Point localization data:
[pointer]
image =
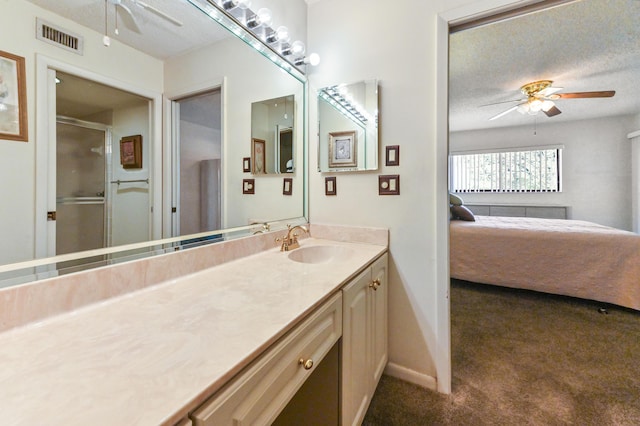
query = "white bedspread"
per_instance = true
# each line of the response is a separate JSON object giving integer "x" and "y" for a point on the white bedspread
{"x": 566, "y": 257}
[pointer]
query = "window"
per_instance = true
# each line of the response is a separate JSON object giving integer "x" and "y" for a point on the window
{"x": 530, "y": 170}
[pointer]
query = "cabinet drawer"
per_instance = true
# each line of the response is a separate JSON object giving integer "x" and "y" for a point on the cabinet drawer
{"x": 260, "y": 393}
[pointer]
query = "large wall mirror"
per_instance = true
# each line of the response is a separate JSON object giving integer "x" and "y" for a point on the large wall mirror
{"x": 161, "y": 114}
{"x": 348, "y": 127}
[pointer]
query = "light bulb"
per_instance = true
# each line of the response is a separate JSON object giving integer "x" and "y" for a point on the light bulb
{"x": 232, "y": 4}
{"x": 297, "y": 47}
{"x": 261, "y": 18}
{"x": 283, "y": 34}
{"x": 547, "y": 105}
{"x": 535, "y": 106}
{"x": 314, "y": 59}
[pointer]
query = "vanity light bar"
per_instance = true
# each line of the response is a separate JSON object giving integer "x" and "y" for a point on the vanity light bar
{"x": 254, "y": 29}
{"x": 344, "y": 105}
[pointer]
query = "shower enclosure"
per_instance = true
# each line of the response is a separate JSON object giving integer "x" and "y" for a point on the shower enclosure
{"x": 83, "y": 158}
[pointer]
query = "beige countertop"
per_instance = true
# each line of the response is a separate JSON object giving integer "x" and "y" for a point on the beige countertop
{"x": 147, "y": 357}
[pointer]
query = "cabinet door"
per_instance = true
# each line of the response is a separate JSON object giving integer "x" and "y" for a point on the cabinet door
{"x": 379, "y": 317}
{"x": 356, "y": 359}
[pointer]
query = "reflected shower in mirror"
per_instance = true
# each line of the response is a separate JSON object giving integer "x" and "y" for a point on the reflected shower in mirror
{"x": 272, "y": 136}
{"x": 348, "y": 127}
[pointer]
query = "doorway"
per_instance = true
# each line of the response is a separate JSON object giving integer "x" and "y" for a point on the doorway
{"x": 197, "y": 163}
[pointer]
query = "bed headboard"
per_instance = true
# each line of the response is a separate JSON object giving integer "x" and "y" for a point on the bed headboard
{"x": 513, "y": 210}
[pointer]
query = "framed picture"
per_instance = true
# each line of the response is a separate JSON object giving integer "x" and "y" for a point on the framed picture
{"x": 287, "y": 186}
{"x": 13, "y": 98}
{"x": 258, "y": 156}
{"x": 131, "y": 152}
{"x": 393, "y": 155}
{"x": 248, "y": 186}
{"x": 342, "y": 149}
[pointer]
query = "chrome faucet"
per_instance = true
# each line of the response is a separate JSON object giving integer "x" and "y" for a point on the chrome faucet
{"x": 290, "y": 241}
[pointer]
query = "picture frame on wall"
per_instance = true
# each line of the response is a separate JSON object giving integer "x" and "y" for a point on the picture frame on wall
{"x": 343, "y": 149}
{"x": 258, "y": 159}
{"x": 131, "y": 152}
{"x": 13, "y": 98}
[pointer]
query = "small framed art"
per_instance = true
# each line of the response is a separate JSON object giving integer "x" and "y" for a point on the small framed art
{"x": 13, "y": 98}
{"x": 393, "y": 155}
{"x": 330, "y": 186}
{"x": 287, "y": 186}
{"x": 131, "y": 152}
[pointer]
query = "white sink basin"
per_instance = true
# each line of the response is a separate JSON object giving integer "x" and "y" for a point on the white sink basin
{"x": 319, "y": 254}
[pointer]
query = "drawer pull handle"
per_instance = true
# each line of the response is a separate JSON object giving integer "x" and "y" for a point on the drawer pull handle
{"x": 308, "y": 364}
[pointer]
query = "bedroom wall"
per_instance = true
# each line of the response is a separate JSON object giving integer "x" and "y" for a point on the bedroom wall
{"x": 596, "y": 166}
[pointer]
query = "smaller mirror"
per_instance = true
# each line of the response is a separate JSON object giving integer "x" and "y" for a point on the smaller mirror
{"x": 272, "y": 136}
{"x": 348, "y": 127}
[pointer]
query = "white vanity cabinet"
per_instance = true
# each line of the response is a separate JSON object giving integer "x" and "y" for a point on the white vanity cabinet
{"x": 364, "y": 340}
{"x": 259, "y": 394}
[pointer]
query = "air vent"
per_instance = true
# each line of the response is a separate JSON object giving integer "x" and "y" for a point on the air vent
{"x": 58, "y": 36}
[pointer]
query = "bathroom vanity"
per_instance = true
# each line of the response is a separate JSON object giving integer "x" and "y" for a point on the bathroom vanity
{"x": 238, "y": 343}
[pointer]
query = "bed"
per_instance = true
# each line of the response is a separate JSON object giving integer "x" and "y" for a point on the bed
{"x": 565, "y": 257}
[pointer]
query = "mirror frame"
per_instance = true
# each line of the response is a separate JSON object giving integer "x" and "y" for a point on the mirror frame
{"x": 46, "y": 267}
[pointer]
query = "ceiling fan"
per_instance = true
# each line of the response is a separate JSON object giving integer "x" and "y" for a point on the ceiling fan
{"x": 540, "y": 96}
{"x": 129, "y": 17}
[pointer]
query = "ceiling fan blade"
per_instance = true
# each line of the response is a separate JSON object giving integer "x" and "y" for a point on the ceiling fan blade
{"x": 504, "y": 102}
{"x": 549, "y": 91}
{"x": 503, "y": 113}
{"x": 158, "y": 12}
{"x": 127, "y": 17}
{"x": 553, "y": 111}
{"x": 578, "y": 95}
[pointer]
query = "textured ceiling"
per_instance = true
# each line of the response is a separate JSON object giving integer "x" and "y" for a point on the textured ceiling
{"x": 157, "y": 37}
{"x": 588, "y": 45}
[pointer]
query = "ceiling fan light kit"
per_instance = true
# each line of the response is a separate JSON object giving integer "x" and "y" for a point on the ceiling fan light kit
{"x": 540, "y": 96}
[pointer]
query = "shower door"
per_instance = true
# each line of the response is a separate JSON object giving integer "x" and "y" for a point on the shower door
{"x": 81, "y": 176}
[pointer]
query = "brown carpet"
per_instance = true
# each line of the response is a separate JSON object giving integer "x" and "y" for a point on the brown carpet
{"x": 526, "y": 358}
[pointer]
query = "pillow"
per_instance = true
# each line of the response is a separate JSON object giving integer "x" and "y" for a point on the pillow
{"x": 455, "y": 200}
{"x": 462, "y": 213}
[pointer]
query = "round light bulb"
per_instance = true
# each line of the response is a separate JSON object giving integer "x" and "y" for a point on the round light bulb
{"x": 283, "y": 34}
{"x": 314, "y": 59}
{"x": 297, "y": 48}
{"x": 264, "y": 17}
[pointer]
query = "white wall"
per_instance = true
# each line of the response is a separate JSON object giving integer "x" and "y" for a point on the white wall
{"x": 17, "y": 159}
{"x": 596, "y": 166}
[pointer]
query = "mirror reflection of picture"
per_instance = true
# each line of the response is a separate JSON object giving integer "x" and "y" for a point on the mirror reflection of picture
{"x": 13, "y": 112}
{"x": 131, "y": 152}
{"x": 258, "y": 156}
{"x": 342, "y": 149}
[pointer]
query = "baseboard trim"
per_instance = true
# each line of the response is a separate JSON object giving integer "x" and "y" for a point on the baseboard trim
{"x": 411, "y": 376}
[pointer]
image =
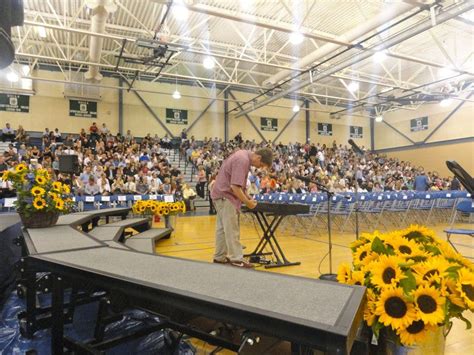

◆ Assignment
Retype the data above as given, letting no picture into the copy.

◆ Result of the task
[pointer]
image =
query = "white bedspread"
per_instance = true
# each line of the response is a separate JSON object giving integer "x" and "y" for a point on the white bedspread
{"x": 566, "y": 257}
[pointer]
query = "window"
per_instance = true
# each line of the response is a separate JSON object giving integer "x" and "y" for a point on the window
{"x": 530, "y": 170}
[pointer]
query = "cabinet drawer"
per_instance = true
# each line of the response is a separate JSON object giving integer "x" and "y" for a point on the cabinet drawer
{"x": 260, "y": 393}
[pointer]
query = "large wall mirror"
per_instance = true
# each line of the response is a separate JSON object giving integer "x" and "y" for a point on the large wall mirror
{"x": 161, "y": 114}
{"x": 348, "y": 127}
[pointer]
query = "light bulb"
per_instance = true
# each line of the response is a separate JSON object giving integer "x" and "y" for a point on the light bulb
{"x": 232, "y": 4}
{"x": 297, "y": 47}
{"x": 261, "y": 18}
{"x": 283, "y": 34}
{"x": 547, "y": 105}
{"x": 535, "y": 106}
{"x": 314, "y": 59}
[pointer]
query = "vanity light bar"
per_instance = true
# each line of the response is a separate JSON object giving integer "x" and "y" for a point on the vanity light bar
{"x": 254, "y": 29}
{"x": 344, "y": 105}
[pointer]
query = "shower enclosure"
per_instance = true
# each line of the response is a separate JSON object giving integer "x" and "y" for a point on the shower enclosure
{"x": 83, "y": 158}
[pointer]
query = "beige countertop"
per_instance = true
# each line of the response is a separate JSON object giving integer "x" and "y" for a point on the beige countertop
{"x": 147, "y": 357}
[pointer]
query = "cabinet door"
per_instance = true
# each line of the response is a separate JSON object giving integer "x" and "y" for a point on the cabinet door
{"x": 379, "y": 317}
{"x": 356, "y": 359}
[pointer]
query = "reflected shower in mirror"
per_instance = true
# each line of the response is a separate JSON object giving integer "x" and "y" for a point on the reflected shower in mirror
{"x": 272, "y": 136}
{"x": 348, "y": 127}
[pointer]
query = "doorway"
per_instance = true
# each line of the response is a separate JSON object giving integer "x" and "y" for a point on the doorway
{"x": 197, "y": 163}
[pointer]
query = "bed headboard"
per_instance = true
# each line of the response is a separate JSON object giving integer "x" and "y" for a point on the bed headboard
{"x": 513, "y": 210}
[pointer]
query = "framed picture"
per_instance = true
# each line of the response is a separate JSON object giving integer "x" and "y" for a point on the framed picture
{"x": 287, "y": 186}
{"x": 13, "y": 98}
{"x": 258, "y": 156}
{"x": 131, "y": 152}
{"x": 393, "y": 155}
{"x": 248, "y": 186}
{"x": 342, "y": 149}
[pointer]
query = "chrome faucet"
per_instance = true
# each line of the response is a separate JSON object giving integer "x" and "y" for a point on the chrome faucet
{"x": 290, "y": 241}
[pointer]
query = "picture frame on wall"
per_instance = true
# each line of the response is a separate JSON object giving integer "x" and "y" for a point on the picture frame on wall
{"x": 343, "y": 149}
{"x": 258, "y": 159}
{"x": 131, "y": 152}
{"x": 13, "y": 98}
[pointer]
query = "small framed art"
per_instance = true
# each line of the response is a separate JSON object giving integer "x" and "y" for a point on the small framed art
{"x": 13, "y": 98}
{"x": 393, "y": 155}
{"x": 330, "y": 186}
{"x": 287, "y": 186}
{"x": 131, "y": 152}
[pointer]
query = "white sink basin"
per_instance = true
# each line of the response is a separate JSON object giving integer "x" and "y" for a point on the white sink basin
{"x": 319, "y": 254}
[pointer]
query = "drawer pull handle"
per_instance = true
# each line of the response is a separate JSON object giving integer "x" and "y" for a point on the drawer pull handle
{"x": 308, "y": 364}
[pointer]
query = "bedroom wall"
per_instance = true
# each line of the response is a separate JSON object giving integer "x" and "y" for a point on the bedroom wall
{"x": 596, "y": 166}
[pointer]
query = "smaller mirror"
per_instance = true
# each line of the response is a separate JSON object giving integer "x" and "y" for a point on the smaller mirror
{"x": 272, "y": 136}
{"x": 348, "y": 127}
[pointer]
query = "white vanity cabinet"
per_instance = true
# each line of the response is a separate JSON object giving integer "x" and "y" for a point on the white vanity cabinet
{"x": 364, "y": 340}
{"x": 259, "y": 394}
[pointer]
query = "air vent"
per_instance = true
# each line of the response is a separate JSON object giving integer "x" and "y" for a point on the air vent
{"x": 58, "y": 36}
[pointer]
query = "bathroom vanity"
per_instance = true
# each line of the response is a separate JSON object giving integer "x" and "y" for a point on the bathroom vanity
{"x": 238, "y": 343}
[pointer]
query = "bed"
per_instance = true
# each line of the response is a separate JSON object giving integer "x" and "y" for a point on the bed
{"x": 565, "y": 257}
[pointer]
query = "mirror frame"
per_instance = true
# each line of the response is a separate JSON object giving integer "x" and "y" for a point on the mirror frame
{"x": 46, "y": 267}
[pointer]
query = "ceiling fan"
per_instance = true
# each line of the response is a separate JSON object giving integer "x" and "y" for a point on the ceiling fan
{"x": 540, "y": 96}
{"x": 129, "y": 17}
[pointer]
query = "ceiling fan blade"
per_instance = true
# each line of the response is a separate JSON object giving integer "x" and "y" for a point on the ceiling fan blade
{"x": 504, "y": 102}
{"x": 549, "y": 91}
{"x": 503, "y": 113}
{"x": 158, "y": 12}
{"x": 127, "y": 17}
{"x": 553, "y": 111}
{"x": 578, "y": 95}
[pointer]
query = "textured ceiling"
per_instance = true
# each line of the response is a separate JSON object giving integer "x" and "y" for a point on the textured ceiling
{"x": 157, "y": 37}
{"x": 588, "y": 45}
[pointer]
query = "ceiling fan light kit"
per_instance = true
# each line of the response is a separate JSON object giving integer "x" and "y" for a point on the ceiling fan light kit
{"x": 540, "y": 96}
[pointer]
query = "shower door"
per_instance = true
# each line of the response is a separate JSON object giving integer "x" and "y" for a point on the shower door
{"x": 81, "y": 176}
[pointer]
query = "brown carpet"
per_instance = true
# each line of the response is a separate JSON object giving integer "x" and "y" for a point on the brown carpet
{"x": 526, "y": 358}
[pointer]
query = "pillow"
per_instance = true
# each line of the response is a separate JSON object giving integer "x" and "y" for a point on the pillow
{"x": 455, "y": 200}
{"x": 462, "y": 213}
[pointer]
query = "round light bulb"
per_instance = true
# each line of the response is a separate JSON object giving integer "x" and "y" for a point on the round light bulb
{"x": 283, "y": 34}
{"x": 314, "y": 59}
{"x": 297, "y": 48}
{"x": 264, "y": 17}
[pointer]
query = "white wall"
per_instance = true
# each line of the response is a separate JSON object giving integer "x" and "y" for a point on the white wall
{"x": 17, "y": 159}
{"x": 596, "y": 166}
[pointer]
query = "mirror reflection of picture"
per_instance = true
# each line of the response is a separate JSON object giving integer "x" and "y" for a point on the mirror reflection of picture
{"x": 13, "y": 112}
{"x": 131, "y": 152}
{"x": 258, "y": 156}
{"x": 342, "y": 149}
[pointer]
query = "baseboard trim"
per_instance = true
# each line of the response is a separate JSON object giving integer "x" and "y" for a point on the baseboard trim
{"x": 411, "y": 376}
[pointer]
image =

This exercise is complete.